Teks Bacaan:
Voltaire
Voltaire itu
sebetulnya nama samaran. Nama yang diberikan bapaknya ketika dia diseret keluar
oleh bidan adalah Francois Marie Arouet. Siapa pun panggilannya, yang jelas dia
tokoh terkemuka pembaharu Perancis. Fungsinya tidak cuma dwi, tetapi jauh lebih
banyak dari itu: penyair, penulis drama, penulis esai, penulis cerita pendek,
ahli sejarah, dan filosof. Dia betul-betul juru bicaranya pemikiran bebas
liberal.
Voltaire
lahir tahun 1694 di Paris dari keluarga menengah, dan ayahnya seorang ahli
hukum. Di masa mudanya Voltaire belajar di perguruan Jesuit Louis-le-Grand di
Paris. Selepas itu dia belajar ilmu hukum sebentar tetapi kemudian
ditinggalkannya. Selaku remaja di Paris dia dikenal cerdas, pandai humor
tingkat tinggi dan tersembur dari mulutnya kalimat-kalimat satire. Di bawah
ancient regime alias pemerintahan lama, tingkah laku macam itu bisa mengundang
bahaya. Dan betul saja! Karena ucapan-ucapannya yang mengandung politik dia
ditahan “diamankan” di penjara Bastille. Hampir setahun penuh dia meringkuk di
situ. Tetapi dia tidak sebodoh pemerintah yang menjebloskannya. Dia bukannya
bengong-bengong seperti orang bego, tetapi disibukkannya dirinya dengan menulis
sajak-sajak kepahlawanan Henriade yang kemudian dapat penghormatan tinggi.
Tahun 1718, tak lama sesudah Voltaire menghirup udara bebas, drama Oedipe-nya
diprodusir di Paris dan merebut sukses besar. Di umur dua puluh empat tahun
Voltaire sudah jadi orang termasyhur, dan dalam sisa enam puluh tahun hidupnya
dia betul-betul jadi jagonya kesusasteraan Perancis.

Data:
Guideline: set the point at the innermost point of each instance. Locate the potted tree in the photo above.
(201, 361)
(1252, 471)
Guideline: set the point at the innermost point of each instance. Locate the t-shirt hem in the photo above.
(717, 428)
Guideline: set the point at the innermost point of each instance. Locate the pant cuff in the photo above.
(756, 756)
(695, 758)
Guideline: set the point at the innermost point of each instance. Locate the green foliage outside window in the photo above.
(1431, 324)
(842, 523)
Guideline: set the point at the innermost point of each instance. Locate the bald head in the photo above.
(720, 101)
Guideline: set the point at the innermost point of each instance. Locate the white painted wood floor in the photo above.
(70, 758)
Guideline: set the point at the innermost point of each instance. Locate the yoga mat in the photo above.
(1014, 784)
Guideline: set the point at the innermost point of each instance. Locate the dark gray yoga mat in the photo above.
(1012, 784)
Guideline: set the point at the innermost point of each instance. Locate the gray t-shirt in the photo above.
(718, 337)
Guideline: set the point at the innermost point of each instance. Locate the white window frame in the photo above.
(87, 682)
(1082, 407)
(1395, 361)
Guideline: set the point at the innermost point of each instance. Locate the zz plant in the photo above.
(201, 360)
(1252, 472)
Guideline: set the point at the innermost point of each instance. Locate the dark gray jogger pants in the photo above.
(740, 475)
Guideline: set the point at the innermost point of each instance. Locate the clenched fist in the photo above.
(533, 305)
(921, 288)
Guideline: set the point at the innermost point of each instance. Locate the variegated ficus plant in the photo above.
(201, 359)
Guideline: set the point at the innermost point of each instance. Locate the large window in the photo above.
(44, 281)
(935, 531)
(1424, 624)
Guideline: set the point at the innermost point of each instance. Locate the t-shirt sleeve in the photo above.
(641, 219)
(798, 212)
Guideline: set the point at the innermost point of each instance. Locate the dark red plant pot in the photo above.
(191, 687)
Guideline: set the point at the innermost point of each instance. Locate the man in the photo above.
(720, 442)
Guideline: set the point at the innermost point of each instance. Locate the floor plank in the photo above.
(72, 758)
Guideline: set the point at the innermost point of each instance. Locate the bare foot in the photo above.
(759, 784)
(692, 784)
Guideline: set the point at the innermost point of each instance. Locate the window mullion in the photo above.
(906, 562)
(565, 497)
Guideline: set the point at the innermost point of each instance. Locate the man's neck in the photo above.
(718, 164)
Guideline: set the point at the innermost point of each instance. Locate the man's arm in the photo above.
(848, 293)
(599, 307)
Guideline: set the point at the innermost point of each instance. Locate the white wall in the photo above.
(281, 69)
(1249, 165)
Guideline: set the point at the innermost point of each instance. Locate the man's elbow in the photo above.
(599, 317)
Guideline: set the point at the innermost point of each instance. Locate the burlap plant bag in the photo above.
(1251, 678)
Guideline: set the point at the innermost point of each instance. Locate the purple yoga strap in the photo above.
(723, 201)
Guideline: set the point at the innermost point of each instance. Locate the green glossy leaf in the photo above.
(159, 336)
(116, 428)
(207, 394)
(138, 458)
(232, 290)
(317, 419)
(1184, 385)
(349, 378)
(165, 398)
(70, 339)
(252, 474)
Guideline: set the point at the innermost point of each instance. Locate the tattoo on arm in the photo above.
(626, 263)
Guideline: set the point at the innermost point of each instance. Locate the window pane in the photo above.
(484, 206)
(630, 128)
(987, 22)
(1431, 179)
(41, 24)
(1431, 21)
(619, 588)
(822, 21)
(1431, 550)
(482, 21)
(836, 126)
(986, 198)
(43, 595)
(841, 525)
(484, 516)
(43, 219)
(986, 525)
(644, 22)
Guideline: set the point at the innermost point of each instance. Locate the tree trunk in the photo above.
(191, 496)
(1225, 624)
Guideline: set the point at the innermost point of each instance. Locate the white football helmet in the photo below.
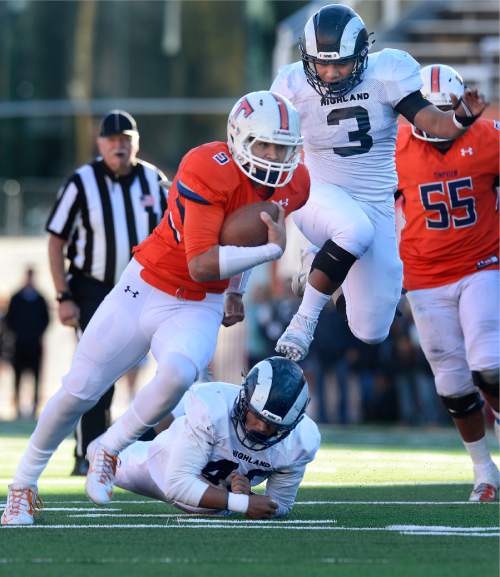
(439, 81)
(267, 117)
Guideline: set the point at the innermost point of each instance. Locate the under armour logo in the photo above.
(129, 290)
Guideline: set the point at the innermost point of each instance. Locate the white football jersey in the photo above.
(203, 442)
(350, 140)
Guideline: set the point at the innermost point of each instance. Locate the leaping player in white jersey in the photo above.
(349, 103)
(226, 439)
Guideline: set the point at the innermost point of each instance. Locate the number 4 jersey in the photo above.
(202, 444)
(449, 206)
(350, 140)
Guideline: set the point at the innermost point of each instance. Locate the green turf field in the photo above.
(376, 502)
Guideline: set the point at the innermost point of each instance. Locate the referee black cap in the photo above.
(117, 122)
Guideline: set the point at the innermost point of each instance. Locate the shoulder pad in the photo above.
(212, 167)
(289, 80)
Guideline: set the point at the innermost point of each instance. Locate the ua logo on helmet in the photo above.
(221, 158)
(245, 107)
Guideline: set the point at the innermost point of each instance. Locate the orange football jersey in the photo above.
(449, 206)
(207, 187)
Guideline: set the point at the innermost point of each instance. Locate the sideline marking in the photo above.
(156, 502)
(203, 524)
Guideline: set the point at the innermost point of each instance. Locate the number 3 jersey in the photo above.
(202, 443)
(350, 140)
(449, 224)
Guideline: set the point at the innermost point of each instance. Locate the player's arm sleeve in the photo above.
(400, 74)
(66, 209)
(411, 104)
(204, 212)
(282, 487)
(281, 84)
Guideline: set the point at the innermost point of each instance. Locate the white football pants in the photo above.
(458, 326)
(372, 288)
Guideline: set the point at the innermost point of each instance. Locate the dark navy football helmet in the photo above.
(276, 391)
(334, 35)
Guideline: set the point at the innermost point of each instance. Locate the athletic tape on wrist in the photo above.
(237, 502)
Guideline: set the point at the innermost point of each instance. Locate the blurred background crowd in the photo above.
(178, 66)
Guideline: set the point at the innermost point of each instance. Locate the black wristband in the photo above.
(464, 121)
(64, 296)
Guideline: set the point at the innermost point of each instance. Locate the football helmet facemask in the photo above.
(276, 392)
(334, 35)
(267, 117)
(439, 81)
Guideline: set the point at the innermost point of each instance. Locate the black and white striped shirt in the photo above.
(103, 217)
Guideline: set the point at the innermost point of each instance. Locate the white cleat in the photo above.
(484, 493)
(23, 503)
(295, 341)
(101, 476)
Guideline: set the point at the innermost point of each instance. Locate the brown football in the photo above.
(244, 227)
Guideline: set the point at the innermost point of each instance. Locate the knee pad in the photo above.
(333, 261)
(487, 381)
(460, 407)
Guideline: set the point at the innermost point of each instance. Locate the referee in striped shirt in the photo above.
(105, 209)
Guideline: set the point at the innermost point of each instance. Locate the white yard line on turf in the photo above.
(478, 532)
(390, 503)
(78, 509)
(306, 503)
(182, 519)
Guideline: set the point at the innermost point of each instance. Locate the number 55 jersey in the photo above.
(350, 140)
(449, 206)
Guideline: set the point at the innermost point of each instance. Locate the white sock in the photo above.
(57, 420)
(313, 302)
(479, 452)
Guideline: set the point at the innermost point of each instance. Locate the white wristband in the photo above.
(238, 283)
(236, 259)
(237, 502)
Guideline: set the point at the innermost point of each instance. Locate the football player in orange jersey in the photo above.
(170, 299)
(449, 249)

Ketentuan Tugas:
1 > Jawablah pertanyaan berikut berdasarkan teks tentang Voltaire.
(a) Nama apa yang diberikan ayahnya kepada Voltaire?
(b) Di perguruan mana Voltaire belajar pada masa mudanya?
(c) Pada tahun berapa drama Oedipe karya Voltaire diproduksi di Paris?
2 > Lanjutkan teks tentang Voltaire, dimulai setelah kalimat terakhirnya.

Jawaban Tugas:
1 >
(a) Francois Marie Arouet.
(b) Di perguruan Jesuit Louis-le-Grand di Paris.
(c) Tahun 1718.

2 >
Voltaire
punya kepintaran ganda yang langka: pintar dalam hubungan uang dan pintar dalam
hubungan ucapan. Tak heran jika setingkat demi setingkat dia menjadi seorang
yang hidup bebas dengan kantong penuh uang. Tetapi tahun 1726 dia dapat
kesulitan. Voltaire sudah menempatkan dirinya selaku orang yang cerdas dan
brilian dalam adu pendapat, bukan saja menurut ukuran jamannya tetapi mungkin
untuk ukuran sepanjang jaman. Tetapi, dia kurang supel dan rendah hati yang
oleh kalangan aristokrat Perancis dianggap suatu persyaratan yang mesti
dipunyai oleh seorang kebanyakan seperti dia. Hal ini menyebabkan pertentangan
antara Voltaire dengan kaum aristokrat, khususnya Chevalier de Rohan yang dikalahkan
oleh kecerdasan Voltaire dalam adu kata. Selang beberapa lama, Chevalier
mengupah tukang-tukang pukul mempermak Voltaire dan menjebloskannya lagi
kedalam penjara Bastille. Voltaire dibebaskan dari situ dengan syarat dia mesti
meninggalkan Perancis. Karena itu dia berkeputusan menyeberang ke Inggris dan
tinggal di sana selama dua setengah tahun.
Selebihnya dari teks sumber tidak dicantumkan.